Goal: Render the part of the material that opens with the line containing "chalkboard? Mark that spot." and runs through the end of the material as a two-column CSV with the columns request and answer. Include only that part, with one row per request, each field in quotation marks and any line breaks turned into spaces.

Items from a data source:
== == ==
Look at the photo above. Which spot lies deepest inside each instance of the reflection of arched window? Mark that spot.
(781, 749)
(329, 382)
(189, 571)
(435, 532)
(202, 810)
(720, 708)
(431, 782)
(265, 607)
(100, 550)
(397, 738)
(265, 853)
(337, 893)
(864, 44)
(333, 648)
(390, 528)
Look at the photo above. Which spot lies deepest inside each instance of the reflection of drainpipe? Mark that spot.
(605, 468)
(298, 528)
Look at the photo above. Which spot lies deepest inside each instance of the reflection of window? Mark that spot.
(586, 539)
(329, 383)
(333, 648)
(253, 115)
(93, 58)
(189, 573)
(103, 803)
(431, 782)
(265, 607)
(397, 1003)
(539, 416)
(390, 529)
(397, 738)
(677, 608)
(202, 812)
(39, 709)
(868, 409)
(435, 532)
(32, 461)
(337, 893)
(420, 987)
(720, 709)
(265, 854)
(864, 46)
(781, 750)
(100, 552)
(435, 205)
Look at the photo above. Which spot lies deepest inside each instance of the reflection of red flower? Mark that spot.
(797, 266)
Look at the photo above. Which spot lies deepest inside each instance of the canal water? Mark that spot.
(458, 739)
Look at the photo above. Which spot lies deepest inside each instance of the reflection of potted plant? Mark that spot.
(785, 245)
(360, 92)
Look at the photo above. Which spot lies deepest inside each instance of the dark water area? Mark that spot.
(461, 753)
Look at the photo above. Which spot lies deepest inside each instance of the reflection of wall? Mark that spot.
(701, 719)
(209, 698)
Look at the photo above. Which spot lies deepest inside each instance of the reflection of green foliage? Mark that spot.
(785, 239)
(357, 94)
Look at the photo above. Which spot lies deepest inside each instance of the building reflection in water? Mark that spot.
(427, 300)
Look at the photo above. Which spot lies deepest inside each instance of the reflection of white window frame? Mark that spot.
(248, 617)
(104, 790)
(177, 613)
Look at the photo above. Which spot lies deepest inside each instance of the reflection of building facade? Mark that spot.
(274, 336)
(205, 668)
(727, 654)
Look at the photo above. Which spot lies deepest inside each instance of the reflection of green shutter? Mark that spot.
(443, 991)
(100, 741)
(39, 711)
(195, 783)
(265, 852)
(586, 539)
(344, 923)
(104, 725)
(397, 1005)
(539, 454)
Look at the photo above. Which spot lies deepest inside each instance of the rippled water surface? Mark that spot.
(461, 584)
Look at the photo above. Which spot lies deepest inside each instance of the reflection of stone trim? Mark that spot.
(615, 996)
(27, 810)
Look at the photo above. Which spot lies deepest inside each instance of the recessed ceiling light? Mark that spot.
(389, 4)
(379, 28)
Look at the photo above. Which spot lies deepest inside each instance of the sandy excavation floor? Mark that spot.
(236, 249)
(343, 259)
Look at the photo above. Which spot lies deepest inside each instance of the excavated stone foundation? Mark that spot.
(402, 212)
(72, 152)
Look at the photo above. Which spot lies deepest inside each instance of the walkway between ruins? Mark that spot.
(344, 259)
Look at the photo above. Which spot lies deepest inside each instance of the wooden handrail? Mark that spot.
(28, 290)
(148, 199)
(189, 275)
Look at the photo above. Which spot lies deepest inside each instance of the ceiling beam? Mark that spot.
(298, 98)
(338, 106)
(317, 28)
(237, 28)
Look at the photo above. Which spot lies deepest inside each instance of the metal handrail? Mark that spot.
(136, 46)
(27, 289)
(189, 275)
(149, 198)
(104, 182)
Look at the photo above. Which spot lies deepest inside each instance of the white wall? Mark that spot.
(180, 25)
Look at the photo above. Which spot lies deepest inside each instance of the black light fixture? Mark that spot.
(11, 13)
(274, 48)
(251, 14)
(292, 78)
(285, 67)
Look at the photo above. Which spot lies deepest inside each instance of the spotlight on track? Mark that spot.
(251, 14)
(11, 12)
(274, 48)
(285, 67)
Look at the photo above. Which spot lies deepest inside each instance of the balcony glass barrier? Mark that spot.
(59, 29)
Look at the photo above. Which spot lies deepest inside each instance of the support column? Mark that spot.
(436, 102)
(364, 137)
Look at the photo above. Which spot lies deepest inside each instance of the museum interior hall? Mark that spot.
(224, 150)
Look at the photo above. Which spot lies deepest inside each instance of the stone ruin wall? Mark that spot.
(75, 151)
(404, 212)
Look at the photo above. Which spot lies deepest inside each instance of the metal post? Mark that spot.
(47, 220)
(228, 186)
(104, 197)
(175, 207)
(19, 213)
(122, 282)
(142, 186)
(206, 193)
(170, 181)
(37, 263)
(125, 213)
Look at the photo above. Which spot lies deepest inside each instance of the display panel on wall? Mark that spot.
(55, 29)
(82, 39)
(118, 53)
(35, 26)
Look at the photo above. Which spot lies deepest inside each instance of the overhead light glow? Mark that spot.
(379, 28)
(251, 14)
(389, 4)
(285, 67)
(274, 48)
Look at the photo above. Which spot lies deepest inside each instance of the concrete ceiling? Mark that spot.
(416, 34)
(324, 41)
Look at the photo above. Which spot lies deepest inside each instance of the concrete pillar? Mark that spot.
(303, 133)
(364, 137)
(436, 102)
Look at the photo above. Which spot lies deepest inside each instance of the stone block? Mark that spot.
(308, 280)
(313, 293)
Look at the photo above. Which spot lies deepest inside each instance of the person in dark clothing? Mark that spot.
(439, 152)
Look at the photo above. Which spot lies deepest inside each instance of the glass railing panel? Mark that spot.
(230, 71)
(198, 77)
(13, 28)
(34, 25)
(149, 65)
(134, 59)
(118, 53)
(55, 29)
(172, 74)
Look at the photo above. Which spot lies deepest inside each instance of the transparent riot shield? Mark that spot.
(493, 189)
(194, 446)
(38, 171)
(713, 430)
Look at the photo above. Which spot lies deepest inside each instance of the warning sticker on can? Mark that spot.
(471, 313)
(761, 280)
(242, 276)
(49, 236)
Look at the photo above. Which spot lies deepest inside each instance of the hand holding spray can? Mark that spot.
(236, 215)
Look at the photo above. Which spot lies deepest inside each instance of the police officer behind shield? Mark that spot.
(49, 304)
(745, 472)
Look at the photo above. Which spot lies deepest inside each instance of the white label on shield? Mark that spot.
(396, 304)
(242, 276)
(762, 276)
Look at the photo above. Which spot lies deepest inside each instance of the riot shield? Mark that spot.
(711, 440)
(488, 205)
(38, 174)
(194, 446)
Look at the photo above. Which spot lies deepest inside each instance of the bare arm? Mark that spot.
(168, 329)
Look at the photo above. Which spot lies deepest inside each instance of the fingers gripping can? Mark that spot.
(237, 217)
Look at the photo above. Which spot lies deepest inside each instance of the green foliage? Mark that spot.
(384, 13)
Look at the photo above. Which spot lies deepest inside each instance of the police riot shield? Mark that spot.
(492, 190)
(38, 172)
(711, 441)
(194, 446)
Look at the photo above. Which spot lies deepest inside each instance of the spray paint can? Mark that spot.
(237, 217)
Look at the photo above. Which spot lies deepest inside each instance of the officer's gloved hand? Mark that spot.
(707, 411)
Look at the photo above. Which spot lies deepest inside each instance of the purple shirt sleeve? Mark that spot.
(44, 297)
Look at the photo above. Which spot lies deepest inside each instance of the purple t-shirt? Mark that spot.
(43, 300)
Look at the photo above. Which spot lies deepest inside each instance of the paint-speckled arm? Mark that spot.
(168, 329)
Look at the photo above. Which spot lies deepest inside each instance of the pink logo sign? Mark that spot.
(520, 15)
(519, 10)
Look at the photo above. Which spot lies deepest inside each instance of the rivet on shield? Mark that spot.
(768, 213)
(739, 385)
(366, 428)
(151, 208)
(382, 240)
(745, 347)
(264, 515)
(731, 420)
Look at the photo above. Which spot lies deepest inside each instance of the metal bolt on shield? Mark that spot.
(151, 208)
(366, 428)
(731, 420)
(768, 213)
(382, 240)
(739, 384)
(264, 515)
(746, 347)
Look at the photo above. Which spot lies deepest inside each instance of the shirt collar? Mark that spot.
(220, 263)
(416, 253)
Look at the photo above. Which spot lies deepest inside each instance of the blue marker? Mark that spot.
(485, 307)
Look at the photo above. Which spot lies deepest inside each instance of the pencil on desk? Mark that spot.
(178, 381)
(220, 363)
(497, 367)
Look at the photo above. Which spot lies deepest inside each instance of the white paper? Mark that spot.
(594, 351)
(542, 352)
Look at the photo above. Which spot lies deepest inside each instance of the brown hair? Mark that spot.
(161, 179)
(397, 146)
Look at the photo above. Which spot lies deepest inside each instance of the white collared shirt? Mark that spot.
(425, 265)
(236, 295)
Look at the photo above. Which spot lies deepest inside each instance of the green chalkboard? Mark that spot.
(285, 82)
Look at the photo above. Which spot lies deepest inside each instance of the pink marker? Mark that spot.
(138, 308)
== == ==
Response to this task:
request,answer
"Look at the photo above. Which spot lies deepest inside each instance of the green chalkboard? Mark that spot.","(285, 82)"
"Look at the photo above. Which spot lies deepest inside each instance of the pink marker? Mark that spot.","(138, 308)"